Dataset rows on where objects appear:

┄┄┄┄┄┄┄┄┄┄

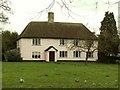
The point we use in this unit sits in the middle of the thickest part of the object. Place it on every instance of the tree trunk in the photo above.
(5, 56)
(86, 58)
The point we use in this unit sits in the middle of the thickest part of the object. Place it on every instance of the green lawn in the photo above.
(59, 75)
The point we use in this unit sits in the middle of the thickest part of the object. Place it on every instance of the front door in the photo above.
(51, 55)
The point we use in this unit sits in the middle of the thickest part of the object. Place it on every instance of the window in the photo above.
(63, 42)
(76, 54)
(36, 41)
(90, 54)
(35, 55)
(76, 42)
(63, 54)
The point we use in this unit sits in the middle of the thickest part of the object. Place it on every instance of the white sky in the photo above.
(27, 10)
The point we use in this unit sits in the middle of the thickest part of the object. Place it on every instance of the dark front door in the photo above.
(51, 56)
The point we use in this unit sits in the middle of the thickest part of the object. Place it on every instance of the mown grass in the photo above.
(59, 75)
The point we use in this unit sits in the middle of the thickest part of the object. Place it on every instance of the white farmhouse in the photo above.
(51, 41)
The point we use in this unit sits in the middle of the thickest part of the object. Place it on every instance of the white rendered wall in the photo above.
(26, 49)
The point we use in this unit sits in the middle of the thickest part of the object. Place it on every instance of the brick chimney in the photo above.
(50, 17)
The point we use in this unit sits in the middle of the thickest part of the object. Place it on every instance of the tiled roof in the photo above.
(57, 30)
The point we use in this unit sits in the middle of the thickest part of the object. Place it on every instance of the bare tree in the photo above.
(4, 7)
(87, 46)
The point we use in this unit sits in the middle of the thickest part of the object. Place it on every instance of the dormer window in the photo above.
(76, 42)
(36, 41)
(63, 42)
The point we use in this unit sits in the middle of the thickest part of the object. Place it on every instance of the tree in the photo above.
(8, 42)
(4, 7)
(108, 39)
(87, 46)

┄┄┄┄┄┄┄┄┄┄

--- Task instructions ---
Every record gets retyped exactly; no picture goes into the copy.

--- Complete response ---
The point we use in this unit sits in the middle of the thickest part of the object. Place it on every instance of the tree trunk in the photo above.
(5, 56)
(86, 58)
The point we use in this unit sits in the middle of the thickest part of the object. Place it on every instance of the green lawn in the photo above.
(59, 75)
The point we use in this unit sits in the middle of the thickest part of the object. Place it on every instance of the front door in the photo above.
(51, 55)
The point we use in this unit sits in the middle of the thickest part of the object. Place it on every instance of the window in the photo above.
(63, 42)
(76, 54)
(36, 41)
(90, 54)
(35, 55)
(76, 42)
(63, 54)
The point we use in this unit sits in the middle of the thickest part of the object. Place it on every instance of the white sky in the photo above.
(27, 10)
The point we use in this unit sits in the middle of the thickest part of the object. Place it on every instance of the dark front door in the photo above.
(51, 56)
The point we use in this unit sits in the middle of the thickest part of the object. Place it on every instance of the mown grass in the photo above.
(59, 75)
The point we use in this unit sits in the middle of the thickest part of the object. Place it on every instance of the white farmhouse in the photo above.
(51, 41)
The point we use in this unit sits in the middle of the thickest part of the object. Place it on every instance of the white rendered wall in the photo above.
(26, 49)
The point we use in this unit sits in the middle of the thickest part of the object. Place it on every instance of the brick chimney in the photo above.
(50, 17)
The point we use in this unit sits in the middle of the thickest part of the object. Place it on every instance of the tiled roof in the photo above.
(57, 30)
The point we use in this unit sits in the middle of the thickest part of the object. Place it on every instance of the bare tree in the photo above.
(4, 7)
(87, 46)
The point we use in this unit sits in the middle of the thickest part of the object. Place it on every instance of the dormer window in the photo above.
(76, 42)
(36, 41)
(63, 42)
The point we use in this unit sits in the middle of the thickest part of the object. Place it on every instance of the tree in the photo above.
(8, 42)
(4, 7)
(108, 39)
(87, 46)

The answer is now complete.